--- SOURCE EXTRACT ---
▼
“Reefer Madness”
Back in 1936, a church group financed a movie intended to be a morality tale warning about the dangers of smoking marijuana. The film’s acting and production quality were both so poor that today the film is occasionally shown on cable television as satire. Reefer Madness is now a vehicle for mockery for any who dare suggest that pot smoking is harmful.
According to a recent Gallup poll, most Americans view marijuana as less harmful than cigarettes or vaping. Today, nearly one third of young adults use cannabis. This number has more than doubled in the past two decades. Reflecting this popularity, twenty-four states have decriminalized marijuana use. In Michigan, billboards crowd highways near the state line advertising the ready availability of cannabis in the Great Lakes state. It is now widely believed that marijuana is a highly beneficial substance. It is good for stress relief, pain control, and improving the mood. Of course, its use also gives a temporary high. It is also widely believed that this wonder substance provides all these benefits without any negative side effects. Those who suggest otherwise are just ignorant and out of touch.
▲
--- TASK GOAL ---
Write out the section of the Reefer Madness piece that begins at the words "According to a" and stops after "out of touch.". The rows below have nothing to do with the Reefer Madness piece.

--- DATA FOR REVIEW ---
▼
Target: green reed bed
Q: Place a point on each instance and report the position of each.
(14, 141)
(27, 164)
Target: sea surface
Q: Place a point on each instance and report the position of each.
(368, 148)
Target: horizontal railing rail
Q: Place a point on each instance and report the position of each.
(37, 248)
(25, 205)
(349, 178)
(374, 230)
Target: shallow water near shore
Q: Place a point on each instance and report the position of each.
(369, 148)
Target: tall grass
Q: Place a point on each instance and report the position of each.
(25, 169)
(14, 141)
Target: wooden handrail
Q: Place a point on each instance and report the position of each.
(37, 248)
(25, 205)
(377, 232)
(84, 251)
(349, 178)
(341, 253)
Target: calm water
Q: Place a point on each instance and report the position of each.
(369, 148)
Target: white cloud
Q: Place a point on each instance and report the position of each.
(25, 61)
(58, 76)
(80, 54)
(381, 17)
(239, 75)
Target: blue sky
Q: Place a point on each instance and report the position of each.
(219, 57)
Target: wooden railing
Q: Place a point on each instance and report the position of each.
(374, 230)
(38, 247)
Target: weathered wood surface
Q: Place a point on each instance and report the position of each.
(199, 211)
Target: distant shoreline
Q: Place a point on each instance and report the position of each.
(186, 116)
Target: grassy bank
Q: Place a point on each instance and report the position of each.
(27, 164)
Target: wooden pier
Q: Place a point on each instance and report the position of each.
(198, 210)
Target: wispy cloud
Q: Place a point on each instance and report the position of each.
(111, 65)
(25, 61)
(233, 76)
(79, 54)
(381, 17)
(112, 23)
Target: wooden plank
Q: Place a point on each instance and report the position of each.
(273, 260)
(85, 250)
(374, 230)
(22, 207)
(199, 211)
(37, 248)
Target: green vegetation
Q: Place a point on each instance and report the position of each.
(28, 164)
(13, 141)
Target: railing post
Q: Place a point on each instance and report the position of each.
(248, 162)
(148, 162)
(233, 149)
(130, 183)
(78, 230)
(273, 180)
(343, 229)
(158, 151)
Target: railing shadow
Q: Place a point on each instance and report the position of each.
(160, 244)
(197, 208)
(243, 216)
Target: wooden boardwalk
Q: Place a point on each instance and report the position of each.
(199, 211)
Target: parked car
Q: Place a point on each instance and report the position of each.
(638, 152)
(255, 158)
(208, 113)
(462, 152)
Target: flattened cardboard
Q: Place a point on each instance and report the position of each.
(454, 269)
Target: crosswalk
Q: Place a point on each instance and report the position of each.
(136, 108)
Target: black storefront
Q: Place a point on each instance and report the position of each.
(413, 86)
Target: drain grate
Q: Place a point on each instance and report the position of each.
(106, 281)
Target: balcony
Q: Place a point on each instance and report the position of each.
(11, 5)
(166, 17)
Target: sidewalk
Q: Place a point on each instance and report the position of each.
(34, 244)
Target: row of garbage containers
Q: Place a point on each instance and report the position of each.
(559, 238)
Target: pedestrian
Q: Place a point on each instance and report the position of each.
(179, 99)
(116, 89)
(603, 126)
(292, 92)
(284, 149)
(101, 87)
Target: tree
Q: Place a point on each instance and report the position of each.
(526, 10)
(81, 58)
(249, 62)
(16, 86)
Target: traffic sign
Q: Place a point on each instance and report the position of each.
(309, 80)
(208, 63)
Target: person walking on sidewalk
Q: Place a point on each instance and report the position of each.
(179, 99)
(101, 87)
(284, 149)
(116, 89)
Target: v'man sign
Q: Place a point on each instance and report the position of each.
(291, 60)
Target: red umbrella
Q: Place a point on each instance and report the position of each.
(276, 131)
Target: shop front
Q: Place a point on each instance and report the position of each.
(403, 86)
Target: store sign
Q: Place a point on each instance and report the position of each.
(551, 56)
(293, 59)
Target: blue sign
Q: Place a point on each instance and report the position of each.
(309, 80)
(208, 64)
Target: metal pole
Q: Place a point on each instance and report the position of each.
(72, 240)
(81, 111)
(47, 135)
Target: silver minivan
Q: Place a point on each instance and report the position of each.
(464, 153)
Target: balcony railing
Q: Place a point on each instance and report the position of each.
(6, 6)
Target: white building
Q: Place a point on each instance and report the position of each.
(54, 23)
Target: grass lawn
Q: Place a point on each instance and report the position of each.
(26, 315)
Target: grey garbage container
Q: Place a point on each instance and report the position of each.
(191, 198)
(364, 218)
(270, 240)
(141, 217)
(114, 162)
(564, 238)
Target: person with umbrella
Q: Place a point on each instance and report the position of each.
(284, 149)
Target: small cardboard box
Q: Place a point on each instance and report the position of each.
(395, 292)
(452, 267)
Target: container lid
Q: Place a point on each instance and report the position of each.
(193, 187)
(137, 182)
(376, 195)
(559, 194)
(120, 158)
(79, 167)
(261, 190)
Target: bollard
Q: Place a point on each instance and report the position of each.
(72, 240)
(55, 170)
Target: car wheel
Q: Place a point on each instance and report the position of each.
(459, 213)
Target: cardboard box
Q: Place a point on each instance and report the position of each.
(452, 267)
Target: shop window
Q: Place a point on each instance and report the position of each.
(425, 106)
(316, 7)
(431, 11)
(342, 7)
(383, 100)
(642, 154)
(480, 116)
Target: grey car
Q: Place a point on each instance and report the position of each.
▲
--- ANSWER ---
According to a recent Gallup poll, most Americans view marijuana as less harmful than cigarettes or vaping. Today, nearly one third of young adults use cannabis. This number has more than doubled in the past two decades. Reflecting this popularity, twenty-four states have decriminalized marijuana use. In Michigan, billboards crowd highways near the state line advertising the ready availability of cannabis in the Great Lakes state. It is now widely believed that marijuana is a highly beneficial substance. It is good for stress relief, pain control, and improving the mood. Of course, its use also gives a temporary high. It is also widely believed that this wonder substance provides all these benefits without any negative side effects. Those who suggest otherwise are just ignorant and out of touch.